▶ [Task statement] Starting at the line that holds "Target: building facade" and stopping at the line that holds "Target: pebble garden bed", restate the records below word for word, with both of those lines included.

Region pointing data:
------------------------------
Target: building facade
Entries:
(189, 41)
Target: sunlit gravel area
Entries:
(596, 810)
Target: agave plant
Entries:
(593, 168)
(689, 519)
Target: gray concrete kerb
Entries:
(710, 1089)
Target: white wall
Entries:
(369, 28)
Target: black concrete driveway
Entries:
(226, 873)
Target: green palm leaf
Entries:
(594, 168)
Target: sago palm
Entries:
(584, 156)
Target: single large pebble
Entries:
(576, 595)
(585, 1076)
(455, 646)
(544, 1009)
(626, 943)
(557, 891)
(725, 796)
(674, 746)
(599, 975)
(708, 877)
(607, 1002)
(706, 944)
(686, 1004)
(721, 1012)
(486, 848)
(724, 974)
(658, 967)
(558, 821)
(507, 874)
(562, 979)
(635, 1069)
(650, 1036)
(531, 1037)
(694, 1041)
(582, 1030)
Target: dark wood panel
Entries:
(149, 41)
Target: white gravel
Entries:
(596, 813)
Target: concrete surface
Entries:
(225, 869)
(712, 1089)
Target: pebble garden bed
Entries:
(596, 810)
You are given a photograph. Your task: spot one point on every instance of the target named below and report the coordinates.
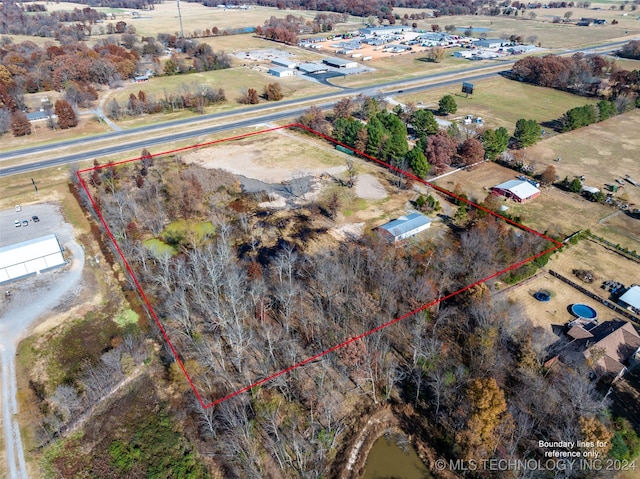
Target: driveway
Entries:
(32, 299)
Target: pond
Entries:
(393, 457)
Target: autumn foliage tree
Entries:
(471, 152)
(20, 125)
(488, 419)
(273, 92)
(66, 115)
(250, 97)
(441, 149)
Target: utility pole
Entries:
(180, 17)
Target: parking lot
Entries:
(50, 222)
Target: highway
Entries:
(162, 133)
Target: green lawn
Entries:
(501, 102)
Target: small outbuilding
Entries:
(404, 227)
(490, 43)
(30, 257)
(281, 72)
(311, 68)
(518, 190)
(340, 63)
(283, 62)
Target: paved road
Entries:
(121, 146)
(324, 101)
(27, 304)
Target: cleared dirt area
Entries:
------------------------------
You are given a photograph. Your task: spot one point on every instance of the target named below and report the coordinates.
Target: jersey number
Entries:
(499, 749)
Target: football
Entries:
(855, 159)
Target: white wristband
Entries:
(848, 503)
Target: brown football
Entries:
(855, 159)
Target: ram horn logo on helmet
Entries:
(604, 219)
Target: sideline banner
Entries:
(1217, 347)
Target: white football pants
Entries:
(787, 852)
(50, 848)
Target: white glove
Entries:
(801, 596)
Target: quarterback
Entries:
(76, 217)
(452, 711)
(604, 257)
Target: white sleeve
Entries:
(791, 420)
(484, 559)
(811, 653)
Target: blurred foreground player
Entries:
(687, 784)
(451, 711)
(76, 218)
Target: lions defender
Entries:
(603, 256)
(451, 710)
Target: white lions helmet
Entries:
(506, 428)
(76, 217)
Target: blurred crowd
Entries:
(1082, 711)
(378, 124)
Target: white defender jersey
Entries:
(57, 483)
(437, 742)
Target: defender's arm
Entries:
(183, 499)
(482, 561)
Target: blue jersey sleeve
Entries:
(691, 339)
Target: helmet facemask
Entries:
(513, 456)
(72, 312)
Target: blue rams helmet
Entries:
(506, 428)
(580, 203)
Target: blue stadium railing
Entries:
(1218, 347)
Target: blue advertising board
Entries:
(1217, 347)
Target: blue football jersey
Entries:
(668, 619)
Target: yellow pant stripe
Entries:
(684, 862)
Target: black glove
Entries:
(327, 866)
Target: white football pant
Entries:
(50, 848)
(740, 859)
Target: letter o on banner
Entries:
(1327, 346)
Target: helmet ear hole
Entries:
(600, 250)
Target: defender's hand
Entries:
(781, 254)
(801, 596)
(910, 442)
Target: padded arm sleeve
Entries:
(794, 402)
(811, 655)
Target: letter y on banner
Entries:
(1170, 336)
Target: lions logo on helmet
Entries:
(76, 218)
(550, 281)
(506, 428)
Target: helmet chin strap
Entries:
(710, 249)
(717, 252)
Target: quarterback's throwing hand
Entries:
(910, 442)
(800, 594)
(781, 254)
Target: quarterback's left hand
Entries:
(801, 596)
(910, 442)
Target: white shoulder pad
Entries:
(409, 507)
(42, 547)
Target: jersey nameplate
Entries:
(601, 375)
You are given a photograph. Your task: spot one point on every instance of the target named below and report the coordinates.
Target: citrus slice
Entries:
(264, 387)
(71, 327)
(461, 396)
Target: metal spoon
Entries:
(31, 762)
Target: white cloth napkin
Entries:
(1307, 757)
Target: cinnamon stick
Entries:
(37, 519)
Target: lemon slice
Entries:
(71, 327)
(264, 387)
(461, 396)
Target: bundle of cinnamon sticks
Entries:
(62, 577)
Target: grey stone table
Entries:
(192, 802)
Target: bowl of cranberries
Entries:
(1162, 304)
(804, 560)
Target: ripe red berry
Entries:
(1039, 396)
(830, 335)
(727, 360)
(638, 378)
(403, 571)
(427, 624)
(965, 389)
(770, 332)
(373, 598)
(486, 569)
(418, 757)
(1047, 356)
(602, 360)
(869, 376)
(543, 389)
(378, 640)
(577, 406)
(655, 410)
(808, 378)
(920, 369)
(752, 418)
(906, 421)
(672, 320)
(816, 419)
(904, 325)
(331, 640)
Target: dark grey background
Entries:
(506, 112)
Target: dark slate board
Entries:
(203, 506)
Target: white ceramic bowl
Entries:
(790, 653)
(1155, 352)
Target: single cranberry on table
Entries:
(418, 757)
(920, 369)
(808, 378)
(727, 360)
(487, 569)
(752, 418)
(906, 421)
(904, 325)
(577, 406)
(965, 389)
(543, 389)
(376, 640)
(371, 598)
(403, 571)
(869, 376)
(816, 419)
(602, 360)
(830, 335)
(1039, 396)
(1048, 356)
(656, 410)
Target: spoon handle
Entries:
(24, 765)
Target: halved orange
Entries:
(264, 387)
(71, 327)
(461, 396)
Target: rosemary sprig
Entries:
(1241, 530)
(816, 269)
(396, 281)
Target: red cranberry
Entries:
------------------------------
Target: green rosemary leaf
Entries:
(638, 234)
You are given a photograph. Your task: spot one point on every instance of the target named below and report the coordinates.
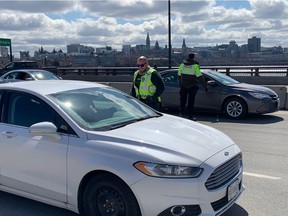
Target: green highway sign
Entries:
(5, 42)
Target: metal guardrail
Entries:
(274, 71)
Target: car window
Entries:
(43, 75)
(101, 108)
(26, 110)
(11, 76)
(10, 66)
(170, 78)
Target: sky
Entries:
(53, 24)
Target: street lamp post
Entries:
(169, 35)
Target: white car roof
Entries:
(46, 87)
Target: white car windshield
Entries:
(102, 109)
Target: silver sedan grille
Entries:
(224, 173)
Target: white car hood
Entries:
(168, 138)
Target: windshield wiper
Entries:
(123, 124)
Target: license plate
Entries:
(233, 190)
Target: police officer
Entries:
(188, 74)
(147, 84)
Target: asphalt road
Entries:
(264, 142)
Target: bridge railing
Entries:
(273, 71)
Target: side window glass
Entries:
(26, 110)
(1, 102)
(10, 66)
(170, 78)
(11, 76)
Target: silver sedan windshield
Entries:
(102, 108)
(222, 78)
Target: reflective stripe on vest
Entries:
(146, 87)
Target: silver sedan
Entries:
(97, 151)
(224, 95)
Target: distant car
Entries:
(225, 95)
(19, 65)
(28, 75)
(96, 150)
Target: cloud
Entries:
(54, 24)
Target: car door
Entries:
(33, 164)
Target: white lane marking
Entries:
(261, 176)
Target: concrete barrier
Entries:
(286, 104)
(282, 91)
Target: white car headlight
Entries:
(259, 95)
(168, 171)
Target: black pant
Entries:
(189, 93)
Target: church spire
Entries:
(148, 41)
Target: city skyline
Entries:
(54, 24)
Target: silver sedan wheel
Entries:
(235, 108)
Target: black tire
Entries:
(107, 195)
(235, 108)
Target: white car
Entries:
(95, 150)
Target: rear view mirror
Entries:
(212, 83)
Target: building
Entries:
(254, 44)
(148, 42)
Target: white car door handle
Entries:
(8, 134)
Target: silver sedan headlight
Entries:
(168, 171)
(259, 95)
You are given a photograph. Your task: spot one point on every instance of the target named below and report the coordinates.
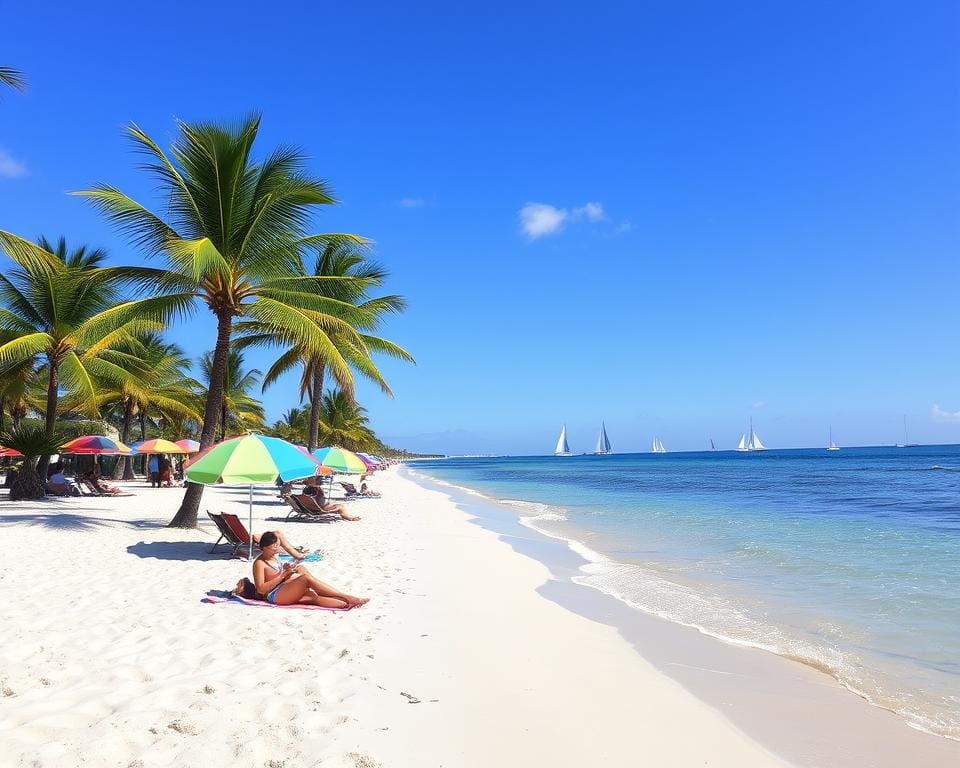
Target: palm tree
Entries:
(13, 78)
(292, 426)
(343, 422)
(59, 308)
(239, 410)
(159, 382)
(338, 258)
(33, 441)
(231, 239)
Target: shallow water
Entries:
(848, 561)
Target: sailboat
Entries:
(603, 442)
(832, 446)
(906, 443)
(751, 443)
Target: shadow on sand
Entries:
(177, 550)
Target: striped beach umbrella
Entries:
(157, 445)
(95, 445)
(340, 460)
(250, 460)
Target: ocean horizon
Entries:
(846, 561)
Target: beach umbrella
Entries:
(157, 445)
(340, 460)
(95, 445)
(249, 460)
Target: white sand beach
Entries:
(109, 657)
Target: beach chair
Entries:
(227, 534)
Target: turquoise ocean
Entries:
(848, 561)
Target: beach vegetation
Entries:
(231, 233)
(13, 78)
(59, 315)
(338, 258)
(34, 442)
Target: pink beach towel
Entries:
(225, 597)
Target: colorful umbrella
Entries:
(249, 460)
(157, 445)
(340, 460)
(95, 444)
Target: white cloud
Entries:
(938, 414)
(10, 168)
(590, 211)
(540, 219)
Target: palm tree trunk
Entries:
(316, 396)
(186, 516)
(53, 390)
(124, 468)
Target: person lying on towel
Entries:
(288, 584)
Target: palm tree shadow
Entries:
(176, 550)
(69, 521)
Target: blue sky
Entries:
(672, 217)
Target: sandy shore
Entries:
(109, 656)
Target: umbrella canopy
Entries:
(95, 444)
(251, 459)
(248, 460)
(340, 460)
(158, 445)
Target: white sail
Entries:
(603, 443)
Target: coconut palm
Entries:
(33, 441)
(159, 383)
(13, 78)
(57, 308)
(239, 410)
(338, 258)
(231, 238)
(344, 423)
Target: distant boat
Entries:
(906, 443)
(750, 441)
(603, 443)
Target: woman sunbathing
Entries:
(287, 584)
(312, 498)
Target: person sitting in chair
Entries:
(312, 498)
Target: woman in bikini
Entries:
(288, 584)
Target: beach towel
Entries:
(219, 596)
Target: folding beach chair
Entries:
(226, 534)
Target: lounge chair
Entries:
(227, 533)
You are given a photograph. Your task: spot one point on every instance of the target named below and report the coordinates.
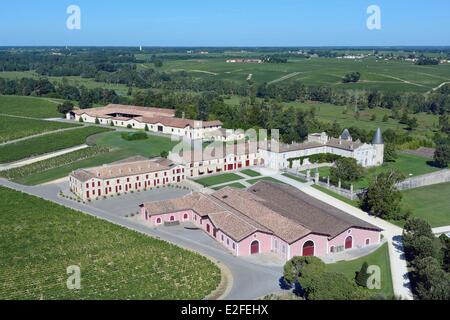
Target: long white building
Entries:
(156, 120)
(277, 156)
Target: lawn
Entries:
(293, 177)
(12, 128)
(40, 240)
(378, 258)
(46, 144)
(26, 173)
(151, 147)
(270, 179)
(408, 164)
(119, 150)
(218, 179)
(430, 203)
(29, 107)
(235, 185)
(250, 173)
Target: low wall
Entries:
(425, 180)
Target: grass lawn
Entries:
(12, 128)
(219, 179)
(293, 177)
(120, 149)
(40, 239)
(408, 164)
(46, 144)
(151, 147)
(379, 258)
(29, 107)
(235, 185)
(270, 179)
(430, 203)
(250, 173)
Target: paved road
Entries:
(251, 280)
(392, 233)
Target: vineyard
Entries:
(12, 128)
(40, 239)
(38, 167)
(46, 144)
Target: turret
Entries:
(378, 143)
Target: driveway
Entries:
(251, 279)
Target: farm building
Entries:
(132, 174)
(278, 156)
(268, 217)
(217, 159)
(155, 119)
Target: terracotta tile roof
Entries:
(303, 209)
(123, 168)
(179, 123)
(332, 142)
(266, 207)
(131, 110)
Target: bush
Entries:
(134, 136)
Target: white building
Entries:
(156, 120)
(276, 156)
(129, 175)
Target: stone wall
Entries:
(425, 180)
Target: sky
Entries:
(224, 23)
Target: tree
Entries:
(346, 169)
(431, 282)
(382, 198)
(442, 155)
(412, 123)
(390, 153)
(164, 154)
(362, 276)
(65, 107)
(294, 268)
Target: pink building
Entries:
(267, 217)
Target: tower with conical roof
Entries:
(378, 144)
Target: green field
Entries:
------------------------------
▶ [Response below]
Target: building facade
Entries:
(189, 41)
Target: sunlit gravel area
Entries:
(596, 810)
Target: agave plant
Entries:
(593, 168)
(689, 519)
Target: gray concrete kerb
Entries:
(710, 1089)
Target: white wall
Entries:
(369, 28)
Target: black concrete driveway
Entries:
(226, 873)
Target: green palm leaf
Entries:
(594, 168)
Target: sago palm
Entries:
(584, 156)
Target: single large pebble
Entries:
(576, 595)
(585, 1076)
(455, 646)
(544, 1009)
(626, 943)
(557, 891)
(725, 796)
(674, 746)
(599, 975)
(708, 877)
(607, 1002)
(706, 944)
(686, 1004)
(721, 1012)
(486, 848)
(724, 974)
(658, 967)
(558, 821)
(507, 874)
(562, 979)
(635, 1069)
(650, 1036)
(531, 1037)
(694, 1041)
(582, 1030)
Target: dark wood panel
Entries:
(149, 41)
Target: white gravel
Entries:
(596, 813)
Target: concrete surface
Entries:
(225, 869)
(712, 1089)
Target: pebble garden bed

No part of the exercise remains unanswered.